### TASK TO COMPLETE
Whenever a line below holds the word "newel", count it once; report the total and nothing else.

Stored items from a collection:
+-------+
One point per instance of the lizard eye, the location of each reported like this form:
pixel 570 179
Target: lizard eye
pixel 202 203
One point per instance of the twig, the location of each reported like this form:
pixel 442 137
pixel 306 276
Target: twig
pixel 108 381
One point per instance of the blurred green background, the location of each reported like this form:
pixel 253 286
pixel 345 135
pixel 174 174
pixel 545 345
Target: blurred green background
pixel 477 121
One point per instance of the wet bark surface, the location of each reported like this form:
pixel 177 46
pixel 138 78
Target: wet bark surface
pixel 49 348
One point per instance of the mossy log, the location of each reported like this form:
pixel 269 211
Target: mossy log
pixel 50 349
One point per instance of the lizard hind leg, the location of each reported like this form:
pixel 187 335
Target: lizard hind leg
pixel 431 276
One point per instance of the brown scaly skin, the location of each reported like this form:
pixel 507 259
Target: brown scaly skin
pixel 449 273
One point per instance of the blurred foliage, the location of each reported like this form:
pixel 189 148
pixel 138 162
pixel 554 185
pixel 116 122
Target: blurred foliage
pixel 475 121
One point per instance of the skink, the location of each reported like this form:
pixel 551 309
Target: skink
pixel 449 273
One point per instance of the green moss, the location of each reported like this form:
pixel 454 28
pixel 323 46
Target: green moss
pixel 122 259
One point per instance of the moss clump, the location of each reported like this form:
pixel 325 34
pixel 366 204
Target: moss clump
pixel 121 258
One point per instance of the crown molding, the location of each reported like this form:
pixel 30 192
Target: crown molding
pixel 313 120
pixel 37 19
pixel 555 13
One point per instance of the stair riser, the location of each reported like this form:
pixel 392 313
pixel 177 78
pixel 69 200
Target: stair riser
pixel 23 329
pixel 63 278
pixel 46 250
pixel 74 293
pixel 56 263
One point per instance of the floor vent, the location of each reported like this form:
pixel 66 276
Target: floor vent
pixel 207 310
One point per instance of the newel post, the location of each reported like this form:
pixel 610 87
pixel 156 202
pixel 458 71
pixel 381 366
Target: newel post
+-------+
### TASK OUTPUT
2